■ **Passage**:
Dealing With Screen Fatigue? Four Tips From University of Phoenix to Nail Your Virtual Meetings

Dealing With Screen Fatigue

With the current global health crisis and its corresponding effects, entrepreneurs and employees from every field have been forced to turn to the internet to maintain business operations. Virtual meetings have taken center stage, forcing businesses and their staff to adjust quickly.

Virtual meetings are convenient ways for management to connect with employees and enable interactions between coworkers. But as we have all learned over the past year, these meetings can also be emotionally and physically exhausting.

Not only does University of Phoenix use virtual communication for student learning, but their faculty and staff use virtual meetings to collaborate and direct the University’s efforts. As we set our sights on screen fatigue, we’ll take a closer look at the issue and some tips from University of Phoenix for how to overcome it.

What Exactly Is Screen Fatigue?

Spend more than half a day in virtual meetings and you’ll find yourself feeling overly tired. But why does this phenomenon occur?

Screen fatigue is a very real experience that refers to both the physical and mental toll felt by an individual after a prolonged period of time facing a monitor or similar screens. Some of the signs of screen fatigue include:

  • Rapid onset of fatigue between calls
  • Exhausted more than normal after work
  • Mind begins to wander during meetings
  • Eye ache and irritation from eye strain
  • Headaches
  • Anxiety

More issues may manifest depending on the individual, and the severity (or how tired you become) can vary largely based on how much time has been spent looking at a screen.

How To Avoid Faux Pas During Virtual Meetings

Understanding the signs of screen fatigue can help us address them later, but we must also act appropriately in the moment. University of Phoenix Associate Dean Samantha Dutton, Ph.D., LCSW, says of screen fatigue, “It’s like you’re on all the time, trying to think about what you’re doing!”

Many of the most common faux pas during a virtual meeting can occur due to fatigue. Missing a verbal or non-verbal cue, forgetting where and when to make eye contact with your webcam and other small hurdles are all associated with fatigue and a wandering mind. This can make conversations awkward or present a false impression about your work ethic.

Jamie Smith, the University’s chief operations officer, also understands the reality of strain and eventual faux pas associated with screen fatigue. He suggests that there are still reasons for optimism. Smith highlights some of the more advanced technology from the last decade, emphasizing virtual whiteboards and other ideation tools. While they require a bit more screen time, they can expedite communication, clarity and collaboration among remote groups.

Simple Tips To Beat Screen Fatigue

Defeating screen fatigue while maintaining a productive atmosphere can be difficult. After all, how do you address one without sacrificing the other? Combating screen fatigue takes many different shapes depending on what specifically triggers your own symptoms.

■ **Data supplied**:

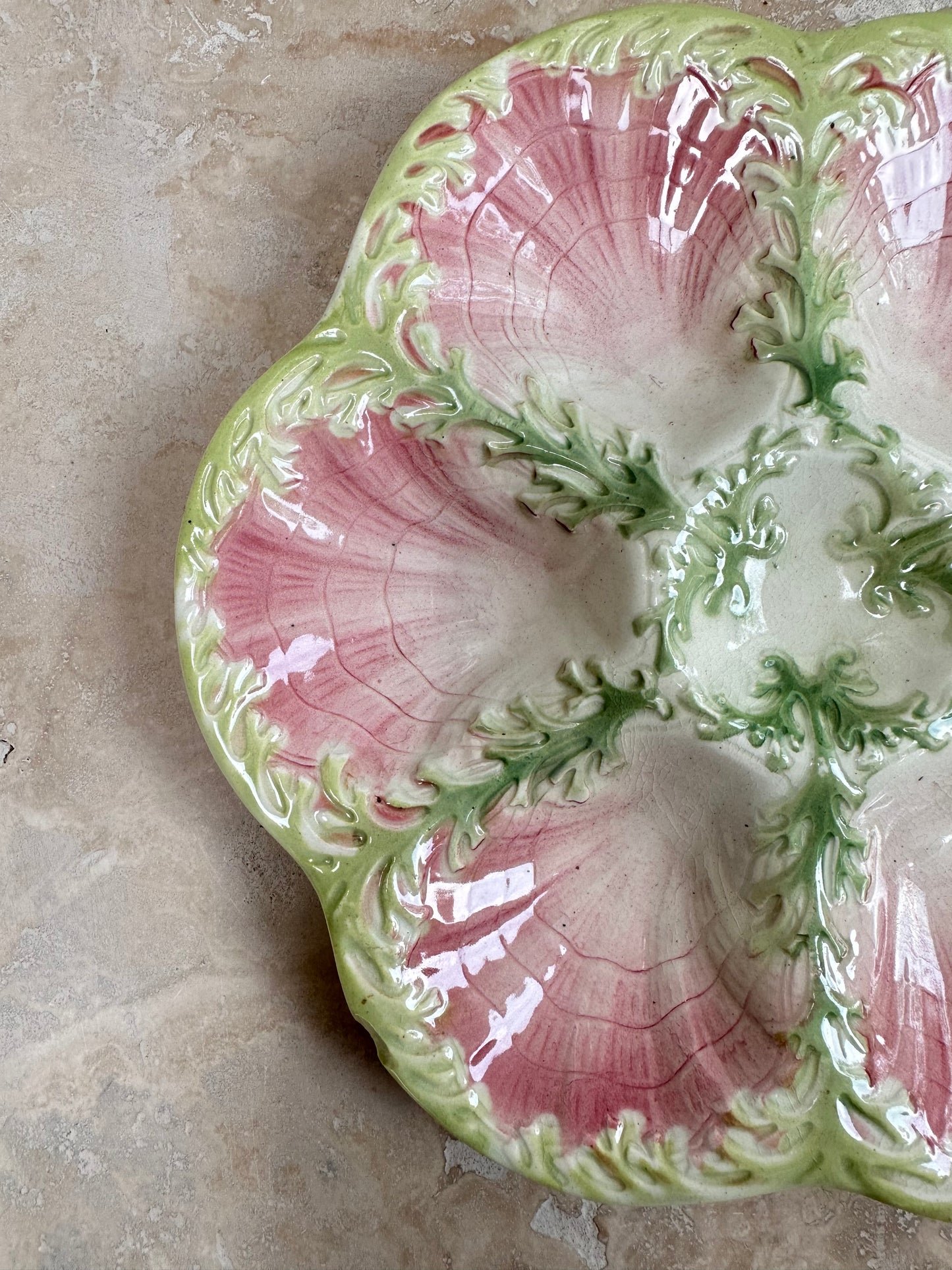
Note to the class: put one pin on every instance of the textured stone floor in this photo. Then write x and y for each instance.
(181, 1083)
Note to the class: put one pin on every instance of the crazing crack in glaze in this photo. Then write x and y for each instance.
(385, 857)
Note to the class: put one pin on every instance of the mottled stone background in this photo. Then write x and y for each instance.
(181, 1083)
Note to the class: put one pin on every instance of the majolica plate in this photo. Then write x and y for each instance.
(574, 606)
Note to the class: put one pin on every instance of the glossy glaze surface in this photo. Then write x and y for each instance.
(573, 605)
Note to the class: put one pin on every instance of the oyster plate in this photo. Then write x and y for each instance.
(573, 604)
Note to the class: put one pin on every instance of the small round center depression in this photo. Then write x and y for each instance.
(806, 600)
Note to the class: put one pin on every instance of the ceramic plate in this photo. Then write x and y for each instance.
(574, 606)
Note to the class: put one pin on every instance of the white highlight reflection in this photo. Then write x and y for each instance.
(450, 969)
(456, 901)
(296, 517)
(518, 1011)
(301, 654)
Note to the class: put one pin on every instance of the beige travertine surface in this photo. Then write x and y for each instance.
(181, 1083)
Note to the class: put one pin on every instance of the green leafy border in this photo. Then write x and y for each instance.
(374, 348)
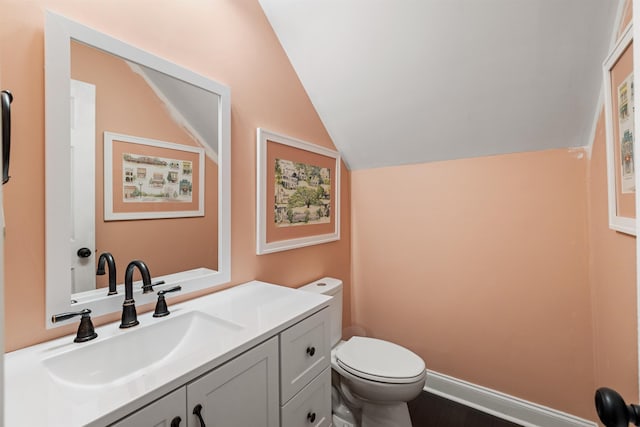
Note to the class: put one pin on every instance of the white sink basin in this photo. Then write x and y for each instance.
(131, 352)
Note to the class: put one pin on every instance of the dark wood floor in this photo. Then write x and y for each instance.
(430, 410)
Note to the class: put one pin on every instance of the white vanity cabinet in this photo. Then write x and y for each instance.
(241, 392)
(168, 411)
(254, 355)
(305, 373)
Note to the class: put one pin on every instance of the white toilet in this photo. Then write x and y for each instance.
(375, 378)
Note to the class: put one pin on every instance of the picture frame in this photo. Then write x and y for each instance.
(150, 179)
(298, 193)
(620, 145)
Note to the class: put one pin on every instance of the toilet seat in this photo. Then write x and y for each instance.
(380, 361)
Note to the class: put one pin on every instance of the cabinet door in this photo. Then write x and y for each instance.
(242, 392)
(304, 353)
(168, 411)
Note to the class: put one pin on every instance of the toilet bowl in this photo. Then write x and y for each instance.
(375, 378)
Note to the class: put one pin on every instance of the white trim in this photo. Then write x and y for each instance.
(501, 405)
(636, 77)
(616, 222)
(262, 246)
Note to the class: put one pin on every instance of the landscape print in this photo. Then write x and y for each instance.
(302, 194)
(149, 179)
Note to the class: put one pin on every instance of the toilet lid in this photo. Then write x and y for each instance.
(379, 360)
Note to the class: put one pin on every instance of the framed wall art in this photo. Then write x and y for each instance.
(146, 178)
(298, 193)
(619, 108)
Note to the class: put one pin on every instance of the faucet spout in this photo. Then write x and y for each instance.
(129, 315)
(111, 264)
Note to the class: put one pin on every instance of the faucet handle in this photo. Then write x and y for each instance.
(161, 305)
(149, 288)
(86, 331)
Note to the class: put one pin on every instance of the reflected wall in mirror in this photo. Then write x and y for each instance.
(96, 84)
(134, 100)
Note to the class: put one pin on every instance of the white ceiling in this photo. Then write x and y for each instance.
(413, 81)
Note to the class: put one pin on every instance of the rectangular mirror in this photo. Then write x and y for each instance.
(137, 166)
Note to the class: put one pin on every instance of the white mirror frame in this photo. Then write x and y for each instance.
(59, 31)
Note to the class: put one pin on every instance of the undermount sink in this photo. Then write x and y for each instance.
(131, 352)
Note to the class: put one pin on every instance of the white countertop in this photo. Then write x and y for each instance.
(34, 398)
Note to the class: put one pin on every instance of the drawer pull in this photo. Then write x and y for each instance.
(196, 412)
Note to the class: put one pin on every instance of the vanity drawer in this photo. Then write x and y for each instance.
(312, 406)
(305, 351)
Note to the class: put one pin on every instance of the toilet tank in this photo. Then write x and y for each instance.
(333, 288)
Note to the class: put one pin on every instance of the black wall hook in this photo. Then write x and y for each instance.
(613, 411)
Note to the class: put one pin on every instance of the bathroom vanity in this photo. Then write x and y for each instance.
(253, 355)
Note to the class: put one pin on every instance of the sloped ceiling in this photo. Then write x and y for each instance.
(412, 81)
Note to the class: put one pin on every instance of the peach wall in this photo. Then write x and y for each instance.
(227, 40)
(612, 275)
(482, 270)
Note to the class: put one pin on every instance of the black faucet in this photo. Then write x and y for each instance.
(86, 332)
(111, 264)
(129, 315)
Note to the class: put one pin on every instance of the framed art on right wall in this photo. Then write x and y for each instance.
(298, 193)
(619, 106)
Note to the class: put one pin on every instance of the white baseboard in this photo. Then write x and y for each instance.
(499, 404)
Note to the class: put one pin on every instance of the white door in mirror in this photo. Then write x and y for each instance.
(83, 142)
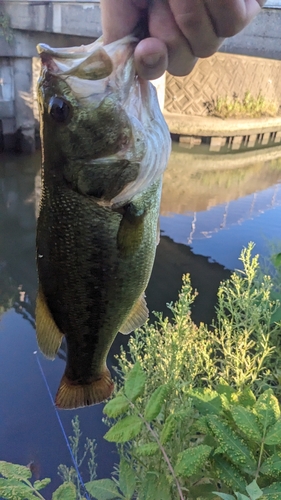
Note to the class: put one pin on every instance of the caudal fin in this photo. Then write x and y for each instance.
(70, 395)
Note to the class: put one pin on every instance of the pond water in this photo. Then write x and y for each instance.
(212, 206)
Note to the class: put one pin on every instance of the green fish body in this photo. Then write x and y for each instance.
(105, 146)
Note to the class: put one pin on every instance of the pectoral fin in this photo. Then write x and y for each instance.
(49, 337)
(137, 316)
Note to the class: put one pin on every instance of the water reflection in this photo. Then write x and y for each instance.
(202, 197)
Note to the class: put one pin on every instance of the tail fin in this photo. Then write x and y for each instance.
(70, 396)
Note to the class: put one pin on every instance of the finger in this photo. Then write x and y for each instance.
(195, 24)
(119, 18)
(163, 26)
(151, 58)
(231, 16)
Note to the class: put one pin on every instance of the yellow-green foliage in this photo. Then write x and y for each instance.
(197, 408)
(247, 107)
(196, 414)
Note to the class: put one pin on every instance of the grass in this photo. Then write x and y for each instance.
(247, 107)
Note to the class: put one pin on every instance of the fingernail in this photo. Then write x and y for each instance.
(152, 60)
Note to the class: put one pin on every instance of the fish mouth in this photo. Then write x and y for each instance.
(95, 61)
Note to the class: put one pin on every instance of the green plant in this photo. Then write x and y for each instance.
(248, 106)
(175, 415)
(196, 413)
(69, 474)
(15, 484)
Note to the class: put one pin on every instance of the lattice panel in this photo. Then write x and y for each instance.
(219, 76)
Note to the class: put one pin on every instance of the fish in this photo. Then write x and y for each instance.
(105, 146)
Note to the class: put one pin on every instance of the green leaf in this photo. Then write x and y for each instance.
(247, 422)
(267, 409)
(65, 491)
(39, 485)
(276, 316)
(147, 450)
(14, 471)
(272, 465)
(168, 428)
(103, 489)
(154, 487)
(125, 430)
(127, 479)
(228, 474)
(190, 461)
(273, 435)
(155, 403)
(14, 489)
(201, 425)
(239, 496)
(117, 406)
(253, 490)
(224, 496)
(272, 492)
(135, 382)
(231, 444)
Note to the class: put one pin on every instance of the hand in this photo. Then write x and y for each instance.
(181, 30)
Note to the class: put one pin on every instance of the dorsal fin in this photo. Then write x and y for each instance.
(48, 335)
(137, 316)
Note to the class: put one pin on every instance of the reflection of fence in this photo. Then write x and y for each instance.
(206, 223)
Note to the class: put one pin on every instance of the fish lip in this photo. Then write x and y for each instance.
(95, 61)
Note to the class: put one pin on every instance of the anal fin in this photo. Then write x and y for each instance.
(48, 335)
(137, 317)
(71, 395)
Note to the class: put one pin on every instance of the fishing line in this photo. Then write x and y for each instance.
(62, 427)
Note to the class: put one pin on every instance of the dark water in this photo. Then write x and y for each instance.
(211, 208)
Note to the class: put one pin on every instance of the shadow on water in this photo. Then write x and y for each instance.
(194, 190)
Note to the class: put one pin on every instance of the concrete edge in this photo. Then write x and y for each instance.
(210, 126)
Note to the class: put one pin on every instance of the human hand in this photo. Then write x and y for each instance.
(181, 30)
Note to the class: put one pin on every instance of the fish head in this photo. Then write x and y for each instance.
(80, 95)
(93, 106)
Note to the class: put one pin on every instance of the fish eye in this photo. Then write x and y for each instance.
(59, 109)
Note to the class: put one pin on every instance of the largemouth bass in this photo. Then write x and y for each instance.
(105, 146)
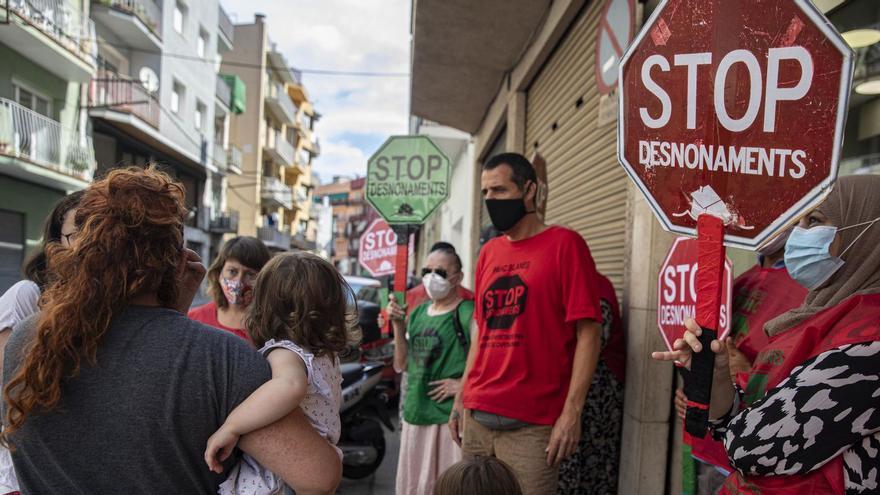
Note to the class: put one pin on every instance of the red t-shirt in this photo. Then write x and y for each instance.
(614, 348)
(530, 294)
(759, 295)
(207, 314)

■ **Activity list**:
a) What position does Jamie Smith hold at University of Phoenix, according to the screen fatigue article?
b) Continue the screen fatigue article from the point where it stops.

■ **Exercise results**:
a) He is the University's chief operations officer.

b)
Fortunately, University of Phoenix shared a few tips that can work for someone experiencing eye strain, struggling from screen fatigue, or losing the ability to focus during a virtual meeting.

  • Find Your Lighting – Lighting matters more than you might realize. Avoid backlighting while embracing natural light at all opportunities. Lights that use cooler lightbulbs with whiter light in overhead fixtures can be kind to your eyes while also limiting glare. This can help you be more visible to your on-screen companions.
  • Take 10 Between Meetings – The reason that a virtual meeting feels so much more exhausting is that your eyes remain active for the entirety of the meeting. From one screen to the next, paying attention to each member of the stream, our eyes never get a break. After finishing a call, allow 10 minutes for your eyes to recover. Take a break, go for a brief walk, or simply step away from your screen before getting back to work.
  • Get Wireless Earbuds – Many times in a virtual meeting, you can switch off your video monitor while it is your turn to listen. With wireless earbuds, you can use these breaks as an opportunity to stretch away from your screen while still listening to the call. Every little minute away from the desk can help. Opt for noise-canceling earbuds if you can.
  • Schedule an End – Knowing when a meeting will end can help participants maintain focus. If you know that the meeting will only last another 15 minutes, it is that much easier to focus on those 15 minutes. Conversely, if there is no end in sight and you start feeling fatigued, it can be much harder to overcome.
  • Stage Your Office – Before you go live on your webcam, take a moment to assess what is visible on your screen. Remove any distractions from the background as well as anything that is inherently private. If your virtual meeting partners do the same, it can be easier for everyone to focus.

About University of Phoenix

University of Phoenix offers an innovative student-focused approach to secondary education. With more than forty years of shared experience serving students across the U.S., the University continues to serve the unique needs of adult and non-traditional learners even as those needs progress with the changing times.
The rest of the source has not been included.